--- start of Given passage ---

Thanks for a science lesson that really has nothing to do with an Irwin Allen show.
In the show they indeed called their fuel "Deutronium". 
That is what the drill rig was for,to obtain the Deutronium from whatever planet they happen to be on.


----------



## CLBrown (Sep 8, 2010)

RSN, seriously, get over your attitude. I was discussing a topic, in a web forum, for enjoyment and amusement. It's called "conversation."

You've had a bug up your butt against me since the day I first posted here, and your attitude is getting really, really old.

You can participate in a conversation, you can contribute, or you can ignore... any of those are OK. You can toss out additional facts, or debate points, that those are OK. But that's not what you do. Your post, below, was HOSTILE towards me. You may have thought you were being "sly" by making snarky comments about "paragraph seven" or so forth (since, from my very first post here, you've been whinging about how much you hate posts longer than a sentence, it seems, and how, as a result, I should just go away).

I'm talking about something I want to talk about, with people who (by and large) seem to want to talk about it as well.

All I did was provide some info about what "deuterium" is, in reality, for the benefit of anyone who might be interested in knowing, and who might not actually know. I hardly think that's justification for one more of your "anti-people-I-wish-wouldn't-come-to-my-private-hangout" diatribes.

It's getting really, really old.




RSN said:


> I love it when people tell someone else they are wrong about something that they then admit they know little about. To me, that is not giving an opinion, that is just ignorance. If you don't know, then don't correct. "Lost in Space" established very concretely that DEUTRONIUM, not deuterium, was their source of atomic fuel. They even went so far with the concept that it was established that the element was so rare and valuable it was used like currency throughout the galaxy, like gold on Earth.
> 
> Yes deuterium, not deutronium, exists in the REAL world but in the REEL world of fantasy, like LIS and "Star Trek", anything a writer makes up can power a ship. I like what someone posted earlier, they are MacGuffins created by writers to forward a story, not to dominate them of be overanalyzed..............just my opinion. :thumbsup:
> 
> As an aside, writer Peter David used Deutronium as a power source for Cardassian weapons and their early warships in one of his books. Peter is a BIG "Lost in Space" fan and good friend of Bill Mumy's, as well as beig one of the best Trek authors. So now a little bit of "Lost in Space" is part of Trek history. Oh, and no one needs to remind me in 7 paragraph reply that "The books are not canon, if it was not on screen, it is not real Trek!"...............I know.......I know!!!!!

--- end of Given passage ---
--- start of Listed records ---

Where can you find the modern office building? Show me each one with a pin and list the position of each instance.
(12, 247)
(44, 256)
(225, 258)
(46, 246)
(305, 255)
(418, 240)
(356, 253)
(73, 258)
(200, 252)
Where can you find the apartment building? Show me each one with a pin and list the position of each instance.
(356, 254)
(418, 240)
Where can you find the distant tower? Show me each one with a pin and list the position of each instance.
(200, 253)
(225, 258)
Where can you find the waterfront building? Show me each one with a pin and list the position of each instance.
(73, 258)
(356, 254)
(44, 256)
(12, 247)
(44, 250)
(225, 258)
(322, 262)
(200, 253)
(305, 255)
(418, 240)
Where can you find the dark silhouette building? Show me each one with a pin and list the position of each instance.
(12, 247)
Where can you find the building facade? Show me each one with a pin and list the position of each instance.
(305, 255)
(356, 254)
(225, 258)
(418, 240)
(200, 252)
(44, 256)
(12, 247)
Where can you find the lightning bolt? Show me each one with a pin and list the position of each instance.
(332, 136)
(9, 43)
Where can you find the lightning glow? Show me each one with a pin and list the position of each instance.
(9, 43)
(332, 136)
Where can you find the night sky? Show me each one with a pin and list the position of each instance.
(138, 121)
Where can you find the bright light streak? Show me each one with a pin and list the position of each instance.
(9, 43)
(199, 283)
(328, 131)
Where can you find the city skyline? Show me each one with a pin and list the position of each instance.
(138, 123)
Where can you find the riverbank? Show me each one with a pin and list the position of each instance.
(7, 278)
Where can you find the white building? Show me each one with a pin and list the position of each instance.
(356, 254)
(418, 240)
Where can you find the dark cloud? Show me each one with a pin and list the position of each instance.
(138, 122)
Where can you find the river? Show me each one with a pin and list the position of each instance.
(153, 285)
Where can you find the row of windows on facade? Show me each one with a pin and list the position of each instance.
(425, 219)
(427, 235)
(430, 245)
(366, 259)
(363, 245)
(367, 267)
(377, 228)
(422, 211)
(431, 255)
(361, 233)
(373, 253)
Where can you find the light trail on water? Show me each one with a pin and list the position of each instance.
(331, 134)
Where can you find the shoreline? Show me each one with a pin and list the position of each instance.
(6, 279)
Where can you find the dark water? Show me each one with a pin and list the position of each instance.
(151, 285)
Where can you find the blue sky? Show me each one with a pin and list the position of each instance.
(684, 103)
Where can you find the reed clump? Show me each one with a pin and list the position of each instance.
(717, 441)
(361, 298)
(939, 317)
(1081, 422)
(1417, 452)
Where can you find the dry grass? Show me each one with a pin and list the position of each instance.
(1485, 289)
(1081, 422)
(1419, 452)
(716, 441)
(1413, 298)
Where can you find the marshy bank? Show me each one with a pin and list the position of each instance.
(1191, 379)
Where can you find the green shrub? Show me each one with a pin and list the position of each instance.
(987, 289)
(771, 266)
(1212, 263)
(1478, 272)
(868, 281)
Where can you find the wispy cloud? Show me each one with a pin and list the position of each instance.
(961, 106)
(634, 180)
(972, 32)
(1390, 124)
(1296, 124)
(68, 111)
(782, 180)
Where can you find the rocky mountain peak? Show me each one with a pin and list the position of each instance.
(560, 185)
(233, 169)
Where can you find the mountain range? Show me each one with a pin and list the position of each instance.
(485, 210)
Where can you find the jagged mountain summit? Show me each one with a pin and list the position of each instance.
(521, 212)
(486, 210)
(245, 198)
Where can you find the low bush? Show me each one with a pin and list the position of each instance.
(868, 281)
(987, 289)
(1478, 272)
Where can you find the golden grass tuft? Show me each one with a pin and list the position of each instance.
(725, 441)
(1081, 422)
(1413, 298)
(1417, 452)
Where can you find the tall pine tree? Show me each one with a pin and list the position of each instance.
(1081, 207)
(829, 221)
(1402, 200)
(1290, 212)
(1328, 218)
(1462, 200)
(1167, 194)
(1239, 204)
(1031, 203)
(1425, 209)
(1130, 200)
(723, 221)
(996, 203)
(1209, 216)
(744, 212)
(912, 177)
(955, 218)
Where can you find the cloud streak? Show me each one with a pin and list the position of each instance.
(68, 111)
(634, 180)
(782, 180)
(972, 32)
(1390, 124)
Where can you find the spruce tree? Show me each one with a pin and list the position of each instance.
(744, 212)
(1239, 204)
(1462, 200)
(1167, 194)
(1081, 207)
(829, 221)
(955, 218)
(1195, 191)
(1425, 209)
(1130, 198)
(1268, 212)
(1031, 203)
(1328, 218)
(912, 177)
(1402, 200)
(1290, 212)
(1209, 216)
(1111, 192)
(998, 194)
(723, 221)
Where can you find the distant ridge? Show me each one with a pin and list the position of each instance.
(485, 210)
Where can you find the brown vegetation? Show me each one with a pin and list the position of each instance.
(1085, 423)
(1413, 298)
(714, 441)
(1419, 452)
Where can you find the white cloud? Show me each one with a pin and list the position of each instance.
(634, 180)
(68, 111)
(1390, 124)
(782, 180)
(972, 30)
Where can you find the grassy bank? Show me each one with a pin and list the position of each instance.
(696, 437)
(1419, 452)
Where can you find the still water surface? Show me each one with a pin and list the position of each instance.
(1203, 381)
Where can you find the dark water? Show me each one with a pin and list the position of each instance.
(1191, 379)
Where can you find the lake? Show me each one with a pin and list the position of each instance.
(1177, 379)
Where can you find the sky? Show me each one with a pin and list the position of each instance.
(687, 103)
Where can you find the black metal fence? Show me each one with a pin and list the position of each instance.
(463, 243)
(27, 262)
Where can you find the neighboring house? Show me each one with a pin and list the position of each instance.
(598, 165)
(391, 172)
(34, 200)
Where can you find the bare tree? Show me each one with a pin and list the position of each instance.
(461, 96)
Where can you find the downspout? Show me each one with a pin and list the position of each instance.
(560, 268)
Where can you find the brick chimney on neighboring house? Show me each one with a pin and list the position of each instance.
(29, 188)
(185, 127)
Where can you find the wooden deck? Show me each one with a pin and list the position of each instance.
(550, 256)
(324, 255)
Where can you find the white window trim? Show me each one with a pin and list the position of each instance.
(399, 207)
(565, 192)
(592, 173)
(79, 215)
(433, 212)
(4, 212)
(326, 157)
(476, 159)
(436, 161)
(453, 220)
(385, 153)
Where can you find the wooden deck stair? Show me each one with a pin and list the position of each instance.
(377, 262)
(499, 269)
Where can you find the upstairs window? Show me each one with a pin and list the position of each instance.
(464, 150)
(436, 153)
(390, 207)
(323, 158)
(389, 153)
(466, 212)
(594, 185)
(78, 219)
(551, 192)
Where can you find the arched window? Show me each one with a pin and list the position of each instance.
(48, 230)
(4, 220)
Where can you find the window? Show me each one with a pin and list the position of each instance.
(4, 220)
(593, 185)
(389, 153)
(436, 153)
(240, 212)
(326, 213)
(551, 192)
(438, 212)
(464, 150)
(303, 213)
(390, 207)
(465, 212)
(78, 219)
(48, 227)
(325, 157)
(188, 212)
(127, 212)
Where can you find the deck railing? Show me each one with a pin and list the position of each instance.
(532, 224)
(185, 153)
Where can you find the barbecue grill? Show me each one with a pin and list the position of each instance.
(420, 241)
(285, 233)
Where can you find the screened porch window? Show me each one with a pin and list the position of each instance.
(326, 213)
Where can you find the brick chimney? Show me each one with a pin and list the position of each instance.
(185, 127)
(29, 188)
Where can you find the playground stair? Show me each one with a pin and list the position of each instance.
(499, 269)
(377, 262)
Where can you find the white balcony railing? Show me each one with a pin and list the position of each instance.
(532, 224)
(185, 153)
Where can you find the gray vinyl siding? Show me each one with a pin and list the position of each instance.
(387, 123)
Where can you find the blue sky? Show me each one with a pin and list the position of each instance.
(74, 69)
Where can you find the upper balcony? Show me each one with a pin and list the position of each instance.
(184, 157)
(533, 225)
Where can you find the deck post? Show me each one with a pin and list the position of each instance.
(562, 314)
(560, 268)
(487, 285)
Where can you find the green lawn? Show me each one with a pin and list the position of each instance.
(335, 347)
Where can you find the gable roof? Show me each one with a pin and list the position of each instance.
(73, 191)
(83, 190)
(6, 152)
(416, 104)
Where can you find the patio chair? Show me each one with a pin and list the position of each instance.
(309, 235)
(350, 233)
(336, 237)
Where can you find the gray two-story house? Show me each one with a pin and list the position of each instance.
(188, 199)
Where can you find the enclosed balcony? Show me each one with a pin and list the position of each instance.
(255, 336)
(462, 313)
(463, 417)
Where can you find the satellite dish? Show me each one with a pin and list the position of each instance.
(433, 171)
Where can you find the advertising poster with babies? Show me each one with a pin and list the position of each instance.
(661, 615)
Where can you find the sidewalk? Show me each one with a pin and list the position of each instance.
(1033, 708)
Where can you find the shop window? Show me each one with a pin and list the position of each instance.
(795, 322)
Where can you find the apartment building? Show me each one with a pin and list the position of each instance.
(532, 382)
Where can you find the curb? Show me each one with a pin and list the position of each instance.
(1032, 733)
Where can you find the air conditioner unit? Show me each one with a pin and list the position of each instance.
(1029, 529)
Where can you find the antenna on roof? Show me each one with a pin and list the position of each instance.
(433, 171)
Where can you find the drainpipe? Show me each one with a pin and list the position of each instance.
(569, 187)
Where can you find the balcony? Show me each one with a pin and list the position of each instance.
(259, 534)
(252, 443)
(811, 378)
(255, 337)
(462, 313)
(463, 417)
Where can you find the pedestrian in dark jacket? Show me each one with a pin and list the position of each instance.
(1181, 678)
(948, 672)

--- end of Listed records ---

**Instruction**. Write the next part of the forum thread about the "Lost in Space" fuel Deutronium, picking up after its final sentence.

**The output**.
----------



## RSN (Jul 29, 2008)

CLBrown said:


> RSN, seriously, get over your attitude. I was discussing a topic, in a web forum, for enjoyment and amusement. It's called "conversation."
> 
> You've had a bug up your butt against me since the day I first posted here, and your attitude is getting really, really old.
> 
> ...


CLBrown, I have NEVER gone after you personally and if what I commented on happened to reflect on what you have posted then it is indeed YOU who need to "Get over YOUR attitude"! I am also having a conversation, with people who have the same interests and as you can see there are many others who share my opinions on the subject and not necessarily yours. If you cannot handle opinions other than yours and see them only as some sort of attack then don't read my posts. If you don't like my view, you had darn well better say something about the other posts, by other people, who say the same thing and get the heck off my back for speaking my mind on a subject of which I know as much about as you!


----------



## Captain April (May 1, 2004)

Is this the part where we break out the rulers?


----------



## RSN (Jul 29, 2008)

Captain April said:


> Is this the part where we break out the rulers?


Works for me! :thumbsup:


----------



## RSN (Jul 29, 2008)

In all "seriousness" and getting back to the topic of what the fictional collectors were supposed to do. As with everything in TV, it was overdone and overused. Just when it was established that they were gather fuel supplements for the ship, the writers then began extrapolating on their capabilities. Soon they were capable of directing and expelling energy, focused like a phaser beam, as well as clouds like a chemical fire extinguisher. As I have said, the more they tried to make it seem real, the less I believed their function. I about had a fit when they showed monitoring stations INSIDE the engines..........wasn't that what Main Engineering was for?!! Also, there was no way to access the room they designed, as no easy access could fit in the support pylon. (Unless the size of the ship was rescaled after Ten Forward was crammed into an area too small for it!)The only way, and the silliest, would be to beam people into the room.

Simple is always the best way to go, I wish they had stuck to Gene's original vision in that, the ship takes the crew into space and the how's were not that important.


----------



## Fozzie (May 25, 2009)

RSN said:


> Simple is always the best way to go, I wish they had stuck to Gene's original vision in that, the ship takes the crew into space and the how's were not that important.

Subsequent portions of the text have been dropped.